• [TASK PROMPT]: Reproduce the records below exactly as they appear, omitting any pictures they contain.

• [RECORDS PROVIDED]:
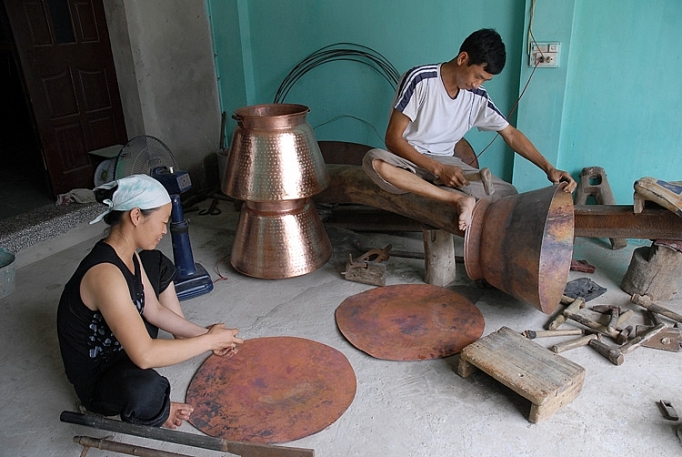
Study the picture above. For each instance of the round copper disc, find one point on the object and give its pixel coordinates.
(274, 390)
(409, 322)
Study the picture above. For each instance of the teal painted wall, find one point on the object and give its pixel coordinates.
(621, 112)
(609, 104)
(349, 101)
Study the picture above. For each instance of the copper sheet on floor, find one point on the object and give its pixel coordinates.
(409, 322)
(274, 390)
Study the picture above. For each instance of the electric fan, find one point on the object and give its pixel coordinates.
(148, 155)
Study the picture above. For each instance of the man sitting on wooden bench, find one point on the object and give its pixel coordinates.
(434, 106)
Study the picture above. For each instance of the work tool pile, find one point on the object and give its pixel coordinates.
(613, 323)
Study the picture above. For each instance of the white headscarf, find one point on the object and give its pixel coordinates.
(136, 191)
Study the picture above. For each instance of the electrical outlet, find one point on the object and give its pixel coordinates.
(545, 55)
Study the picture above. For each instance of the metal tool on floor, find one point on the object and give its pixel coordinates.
(669, 411)
(184, 438)
(670, 338)
(645, 302)
(368, 268)
(616, 355)
(212, 210)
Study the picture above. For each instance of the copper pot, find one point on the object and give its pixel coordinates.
(274, 155)
(523, 245)
(280, 240)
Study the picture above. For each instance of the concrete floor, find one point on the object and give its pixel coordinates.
(400, 408)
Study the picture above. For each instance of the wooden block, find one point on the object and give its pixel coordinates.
(654, 271)
(548, 380)
(439, 257)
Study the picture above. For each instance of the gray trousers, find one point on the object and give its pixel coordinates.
(475, 188)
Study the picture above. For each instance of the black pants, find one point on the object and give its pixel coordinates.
(139, 396)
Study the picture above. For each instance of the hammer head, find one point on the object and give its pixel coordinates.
(487, 180)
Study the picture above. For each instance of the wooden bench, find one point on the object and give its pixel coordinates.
(547, 379)
(383, 214)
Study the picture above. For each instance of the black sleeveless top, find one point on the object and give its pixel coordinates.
(87, 344)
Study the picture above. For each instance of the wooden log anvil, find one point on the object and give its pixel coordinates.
(349, 184)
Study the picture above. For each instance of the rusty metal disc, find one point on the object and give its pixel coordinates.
(274, 390)
(409, 322)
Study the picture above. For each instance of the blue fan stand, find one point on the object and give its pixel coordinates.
(192, 279)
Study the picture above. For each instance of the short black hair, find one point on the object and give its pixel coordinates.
(485, 48)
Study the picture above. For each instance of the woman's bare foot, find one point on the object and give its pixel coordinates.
(179, 412)
(465, 205)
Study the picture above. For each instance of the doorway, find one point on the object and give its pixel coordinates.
(59, 57)
(24, 184)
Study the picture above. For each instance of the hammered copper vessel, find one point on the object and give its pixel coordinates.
(274, 155)
(275, 166)
(523, 245)
(280, 240)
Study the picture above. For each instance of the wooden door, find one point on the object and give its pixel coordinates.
(66, 59)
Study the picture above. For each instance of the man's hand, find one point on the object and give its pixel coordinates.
(558, 176)
(451, 176)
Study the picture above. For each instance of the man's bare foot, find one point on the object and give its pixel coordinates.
(465, 206)
(179, 412)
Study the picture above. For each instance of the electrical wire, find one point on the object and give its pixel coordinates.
(516, 104)
(336, 118)
(337, 52)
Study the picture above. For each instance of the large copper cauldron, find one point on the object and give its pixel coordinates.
(523, 245)
(275, 166)
(274, 155)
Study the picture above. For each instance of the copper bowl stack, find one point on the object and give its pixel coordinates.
(275, 166)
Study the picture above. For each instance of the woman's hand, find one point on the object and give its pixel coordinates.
(226, 343)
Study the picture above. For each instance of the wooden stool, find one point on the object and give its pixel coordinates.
(593, 183)
(547, 379)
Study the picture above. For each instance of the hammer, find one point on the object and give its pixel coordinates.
(484, 176)
(645, 302)
(616, 354)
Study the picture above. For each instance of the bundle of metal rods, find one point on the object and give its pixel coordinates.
(334, 52)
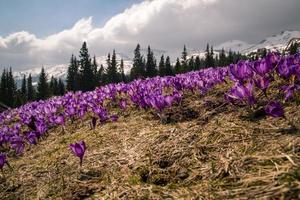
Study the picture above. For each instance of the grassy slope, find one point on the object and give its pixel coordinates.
(208, 150)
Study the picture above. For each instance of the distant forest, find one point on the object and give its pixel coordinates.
(84, 74)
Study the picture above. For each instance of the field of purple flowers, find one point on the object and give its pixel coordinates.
(190, 135)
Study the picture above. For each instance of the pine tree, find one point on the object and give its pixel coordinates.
(101, 75)
(43, 87)
(230, 58)
(61, 87)
(24, 89)
(294, 48)
(162, 66)
(95, 70)
(191, 65)
(72, 76)
(112, 73)
(222, 58)
(30, 89)
(86, 72)
(184, 65)
(122, 73)
(197, 63)
(212, 60)
(53, 87)
(177, 67)
(18, 99)
(207, 56)
(3, 87)
(169, 70)
(137, 70)
(150, 64)
(11, 88)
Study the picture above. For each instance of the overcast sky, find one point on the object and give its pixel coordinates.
(40, 32)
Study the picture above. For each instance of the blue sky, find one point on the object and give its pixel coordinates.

• [EXPECTED OUTPUT]:
Study the picture above. For each instance of the round copper disc, find one point on the object and give its pixel coordinates.
(274, 390)
(409, 322)
Study the picture above. For each instance of the teal painted wall, find one point on the object and give its pixel coordinates.
(621, 112)
(609, 104)
(349, 101)
Study the picture above. For each instance of the copper sheet on floor, find one point on the object and give its pixel coordinates.
(409, 322)
(274, 390)
Study the picture above. For each instance of the electric fan, find one point on the object and give its pixel coordinates.
(148, 155)
Study the picture above. For each instance of the man sitting on wooden bench, find one point on the object and give its pixel coordinates.
(434, 106)
Study the picture above. For each instance of the work tool pile, find one point on the object and give its pixel coordinates.
(613, 323)
Study the picture above. For each instance of the white headscarf, find one point on the object and give its pixel coordinates.
(136, 191)
Study the picture above. For each instance of the electrical outlet, find one point on the object and give its pixel coordinates.
(545, 55)
Study the picture above. For each instance of the metal tool on floor, find one point on the object and give its pixel coordinates.
(669, 411)
(184, 438)
(670, 338)
(645, 302)
(368, 268)
(616, 355)
(212, 210)
Study the picture above. For each instance of the copper pot, find one point on the object and give its pixel coordinates.
(274, 155)
(523, 245)
(280, 240)
Study the picture above. For each instance of the concrete floor, find one point on the object and give its pixel coordinates.
(400, 408)
Study the picture above. For each instance of the wooden block, find one point on the object and give its pixel coordinates.
(654, 271)
(548, 380)
(439, 257)
Study the picture above. For each instance of the gray trousers, find one point on the object and give its pixel coordinates.
(475, 188)
Study the picture above. For each instance of the black pants, find one point on the object and give its pixel coordinates.
(139, 396)
Study the picture above. For each instance of the hammer head, find one point on the object and give its pixel coordinates.
(487, 180)
Study the picture above. For each instance of the wooden bench, find one point on the object and give its pixel coordinates.
(547, 379)
(383, 214)
Study the picture above. For each instance of the black sleeveless top, find one point on the object and give its pixel coordinates.
(87, 344)
Study the picture above. For each instance of the wooden log anvil, find one point on the object and give its pixel coordinates.
(349, 184)
Study the picture above. For each instance of the rusty metal disc, find one point on the object and give its pixel coordinates.
(274, 390)
(409, 322)
Study the picture above. For each instance of the blue fan stand, find one point on the object and give its pixel coordinates.
(192, 279)
Study the picture above. For each instance of the short black hair, find one point on the object and give its pixel coordinates.
(485, 48)
Study the picture above. For each instance of the woman's bare foot, find one point on the object and give its pixel coordinates.
(179, 412)
(465, 205)
Study the picture above. For each instance of the doorway, find one point on the object and give its pixel coordinates.
(59, 57)
(24, 184)
Study the picture above. For each instance of the hammered copper vessel, find one point on the object and give its pixel coordinates.
(274, 155)
(275, 166)
(523, 245)
(280, 240)
Study the picture above. For each instance of the wooden door, find one point on the object and give its pixel coordinates.
(66, 59)
Study the picture above. For each instance of the man's hand, find one point on the object and give its pixel coordinates.
(558, 176)
(451, 176)
Study the picture above. For each instance of the man's bare foot, find one point on the object and give its pixel coordinates.
(465, 206)
(179, 412)
Study the picture above. For each instance of the electrical wire, find one point on the object and give its pixel coordinates.
(516, 104)
(336, 118)
(337, 52)
Study the picture above. For each instance of the large copper cauldron, find one point on the object and give its pixel coordinates.
(523, 245)
(275, 166)
(274, 155)
Study the picture above. For each instance of the copper bowl stack, find one point on the object and give its pixel coordinates.
(275, 166)
Study the picture above. For each instance of the woman's hand, find one point on the object and give its pixel coordinates.
(226, 343)
Study the picture above. For each instance of the wooden stool, find one point on the object and give its pixel coordinates.
(593, 183)
(547, 379)
Study the picture above. For each instance of the hammer, find one point on the object and give its pixel coordinates.
(484, 176)
(645, 302)
(616, 354)
Study the picture above. For each instance of the bundle of metal rods, find one point on the object and give its pixel coordinates.
(334, 52)
Study the picture above. For each instance of the grassy slope, find one point on the object and give its pixel coordinates.
(208, 150)
Study the picture above. For each instance of the distant forest, find one point on the object and give its pixel coordinates.
(84, 74)
Study the picture above. For each instance of the field of purple flowers, find one point on the object and give its pixel coordinates.
(190, 135)
Study the picture above. For each instance of the pine tree, find one point on the object and give its pixel coordinates.
(101, 75)
(43, 87)
(230, 58)
(61, 87)
(24, 89)
(294, 48)
(162, 66)
(95, 70)
(191, 65)
(72, 76)
(112, 73)
(222, 58)
(30, 89)
(86, 72)
(184, 65)
(122, 73)
(197, 63)
(212, 60)
(53, 87)
(177, 67)
(18, 99)
(207, 56)
(3, 87)
(169, 70)
(137, 70)
(150, 64)
(11, 88)
Study the picture above. For each instance of the overcast sky, find one point on the object and give its pixel coordinates.
(40, 32)
Study the picture above. For each instance of the blue sky, find one point on the object and give its pixel coordinates.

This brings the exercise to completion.